■ **Assigned task**: Output the line with "on the dead" and every following line to the end of the material, exactly as they appear.

+ + + + +

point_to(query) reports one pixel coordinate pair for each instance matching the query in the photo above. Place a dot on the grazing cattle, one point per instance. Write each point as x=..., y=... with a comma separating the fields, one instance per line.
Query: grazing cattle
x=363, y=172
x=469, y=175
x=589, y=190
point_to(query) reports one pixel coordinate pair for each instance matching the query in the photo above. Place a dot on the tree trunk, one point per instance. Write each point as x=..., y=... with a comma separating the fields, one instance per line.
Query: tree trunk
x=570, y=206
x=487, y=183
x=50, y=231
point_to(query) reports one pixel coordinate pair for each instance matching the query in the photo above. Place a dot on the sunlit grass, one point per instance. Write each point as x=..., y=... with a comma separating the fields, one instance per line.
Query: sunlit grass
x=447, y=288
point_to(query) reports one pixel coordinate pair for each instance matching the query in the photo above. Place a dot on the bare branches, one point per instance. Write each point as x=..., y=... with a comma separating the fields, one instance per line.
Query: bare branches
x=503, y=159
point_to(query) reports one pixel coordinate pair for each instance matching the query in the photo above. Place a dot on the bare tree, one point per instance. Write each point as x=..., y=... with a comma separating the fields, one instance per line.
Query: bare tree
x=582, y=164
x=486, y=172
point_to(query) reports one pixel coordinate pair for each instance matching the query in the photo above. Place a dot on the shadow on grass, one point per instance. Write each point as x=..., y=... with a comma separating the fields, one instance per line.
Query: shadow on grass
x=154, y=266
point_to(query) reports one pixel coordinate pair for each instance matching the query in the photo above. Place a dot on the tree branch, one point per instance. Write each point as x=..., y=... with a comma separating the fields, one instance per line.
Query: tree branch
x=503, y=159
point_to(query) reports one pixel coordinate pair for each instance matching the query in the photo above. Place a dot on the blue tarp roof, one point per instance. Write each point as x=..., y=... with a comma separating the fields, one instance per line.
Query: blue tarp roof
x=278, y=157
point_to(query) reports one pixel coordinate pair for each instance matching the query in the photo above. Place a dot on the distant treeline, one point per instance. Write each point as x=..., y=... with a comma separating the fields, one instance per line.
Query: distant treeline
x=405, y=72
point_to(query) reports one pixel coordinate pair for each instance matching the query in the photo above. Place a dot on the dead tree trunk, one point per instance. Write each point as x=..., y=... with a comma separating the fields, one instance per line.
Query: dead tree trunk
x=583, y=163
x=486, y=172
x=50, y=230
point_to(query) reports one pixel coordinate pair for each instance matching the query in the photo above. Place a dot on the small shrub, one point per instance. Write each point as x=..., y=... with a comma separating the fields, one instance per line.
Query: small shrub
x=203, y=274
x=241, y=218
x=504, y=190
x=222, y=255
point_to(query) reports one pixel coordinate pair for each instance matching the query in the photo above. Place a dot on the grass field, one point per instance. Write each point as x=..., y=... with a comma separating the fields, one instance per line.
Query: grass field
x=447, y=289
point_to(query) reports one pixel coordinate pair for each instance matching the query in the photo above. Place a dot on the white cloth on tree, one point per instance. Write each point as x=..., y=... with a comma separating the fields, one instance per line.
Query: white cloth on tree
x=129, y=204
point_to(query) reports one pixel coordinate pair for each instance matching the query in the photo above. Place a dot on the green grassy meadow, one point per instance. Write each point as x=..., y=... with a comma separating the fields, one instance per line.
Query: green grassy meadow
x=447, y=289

+ + + + +

■ **Response below**:
point_to(query) reports one pixel coordinate pair for each instance matching the query in the photo above. Place a dot on the dead tree trunk, one point per instance. Write each point as x=..., y=... with a comma separating the fields, one instance per line.
Query: dead tree trunk
x=583, y=163
x=486, y=172
x=50, y=230
point_to(query) reports one pixel coordinate pair for each instance matching the query in the photo above. Place a dot on the small shrub, one point per instance. Write each point as x=..., y=... with a comma separating the fields, one instance per line.
Query: small shrub
x=203, y=274
x=241, y=218
x=504, y=190
x=222, y=255
point_to(query) reports one pixel coordinate pair for each instance matching the query in the photo above. Place a dot on the grass field, one point per instance. Write each point as x=..., y=... with a comma separating the fields, one instance per line.
Query: grass field
x=447, y=289
point_to(query) reports one pixel coordinate pair for each instance matching the query in the photo above. Place a dot on the white cloth on tree, one point per instance. Write each point as x=..., y=... with a comma separating the fields, one instance per line.
Query: white cloth on tree
x=129, y=204
point_to(query) reports one pixel coordinate pair for each instance matching the query in the photo above. Place a dot on the green grassy meadow, one point per instance. Write each point as x=..., y=... with a comma separating the fields, one instance per line.
Query: green grassy meadow
x=447, y=289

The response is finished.